The full set of records needs to be retyped exactly.
Dataset extract below:
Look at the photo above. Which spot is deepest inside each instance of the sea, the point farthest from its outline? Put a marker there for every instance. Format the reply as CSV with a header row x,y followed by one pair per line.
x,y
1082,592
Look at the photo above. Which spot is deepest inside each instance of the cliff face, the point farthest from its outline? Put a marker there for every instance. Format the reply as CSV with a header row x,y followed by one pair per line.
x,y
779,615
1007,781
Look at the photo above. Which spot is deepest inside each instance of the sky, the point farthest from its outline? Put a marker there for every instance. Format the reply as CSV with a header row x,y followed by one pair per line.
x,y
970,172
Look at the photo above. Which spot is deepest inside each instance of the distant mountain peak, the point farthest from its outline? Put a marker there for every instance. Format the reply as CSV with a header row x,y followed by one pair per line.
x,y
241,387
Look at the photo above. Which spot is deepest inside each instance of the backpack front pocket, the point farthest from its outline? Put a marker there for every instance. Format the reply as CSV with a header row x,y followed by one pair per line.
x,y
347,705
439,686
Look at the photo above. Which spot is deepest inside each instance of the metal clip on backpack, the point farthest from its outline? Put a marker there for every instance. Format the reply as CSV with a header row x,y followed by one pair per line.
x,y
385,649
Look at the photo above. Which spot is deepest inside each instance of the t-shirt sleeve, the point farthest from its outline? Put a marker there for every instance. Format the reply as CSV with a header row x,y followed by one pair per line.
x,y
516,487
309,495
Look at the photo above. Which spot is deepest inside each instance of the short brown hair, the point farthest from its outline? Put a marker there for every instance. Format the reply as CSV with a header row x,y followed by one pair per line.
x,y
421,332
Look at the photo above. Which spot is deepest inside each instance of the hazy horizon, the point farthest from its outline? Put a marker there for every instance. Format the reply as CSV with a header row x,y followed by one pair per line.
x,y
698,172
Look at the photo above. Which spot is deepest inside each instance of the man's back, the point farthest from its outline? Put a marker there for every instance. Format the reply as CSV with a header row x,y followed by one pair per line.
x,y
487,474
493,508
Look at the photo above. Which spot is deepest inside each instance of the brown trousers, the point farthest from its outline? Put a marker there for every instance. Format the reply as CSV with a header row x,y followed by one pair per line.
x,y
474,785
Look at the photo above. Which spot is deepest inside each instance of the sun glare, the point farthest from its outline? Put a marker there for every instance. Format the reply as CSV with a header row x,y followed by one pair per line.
End of Dataset extract.
Response to the exercise:
Look at the photo above. Which spot is deepest inside each instance of the sea, the point farthest from its outline? Put a marker there for every instance. Format the reply as CSV with a header row x,y followed by one pair per line.
x,y
1082,592
Look at the photo above. Which spot is deepest inside each instance of the cliff face, the point farthest from its outline? Put a marker there for every instance. Format the reply as CSV with a header row x,y followed by one pair per line.
x,y
779,615
1007,781
Look at the photo above. Which spot is deepest inside each instance of the sky, the point farthest from its outline? Put a marker there for every instance. Format the reply as CSV with a header row x,y followed by one pair per line.
x,y
970,172
Look at the photo above. Which spot is deepest inside each instance of the distant mountain peak, the point farthest from its outline? Put a marker there for every instance. Format the reply as CSV with a header row x,y followed by one pair per line.
x,y
241,387
Look at the photo above. Which spot is deepest inside each instance of the backpack front pocket, the point farthest from its outline? Put a marker there for every instance. Format the reply as CSV with a header row x,y followed by one pair per line.
x,y
347,705
439,686
Look at the photo above. Which spot is deepest inside each instance of the metal clip on backpack, the point farthest from its outline? Put a marker there for every instance. Format the reply as CSV with a header row x,y followed by one pair per line.
x,y
385,649
Look at the photo above. Which spot is deepest inside each instance of the t-shirt sleeve, the point farthest from its outline? Put a marker there for every instance. Format the reply as CSV with a header row x,y followed by one pair per line.
x,y
516,487
309,495
Look at the photo above. Which spot is deepest inside each instance of the short brown hair, the point farthest from its outline? Put a marker there for every instance. Format the reply as CSV with a header row x,y followed by one pair per line.
x,y
421,332
Look at the photo above. Which spot is deepest inside each instance of the hazy horizon, the point farthest from its outline? Put a marker there for every instance. Format the reply as CSV with a header row x,y followed by one pair per line.
x,y
698,172
Look at the photo above. Which spot is deepest inside each instance of the man's back, the point farthest from its outline? Put a marker there for every instance. Format the reply as CSV with a header row x,y followed by one pair per line.
x,y
487,474
493,508
Look at the photo above. Which spot is deepest inside each instance of the brown trousers, the point farthest from its outline? Put a marker there for every instance. Format the reply as CSV with a header row x,y followed by one pair per line.
x,y
474,785
Look at the photo above. Which spot is deepest inside each instance of the sun glare, the point farthest from its outline? Put a marker there for every instance. Format the reply as CSV with a header row x,y followed by one pair per line.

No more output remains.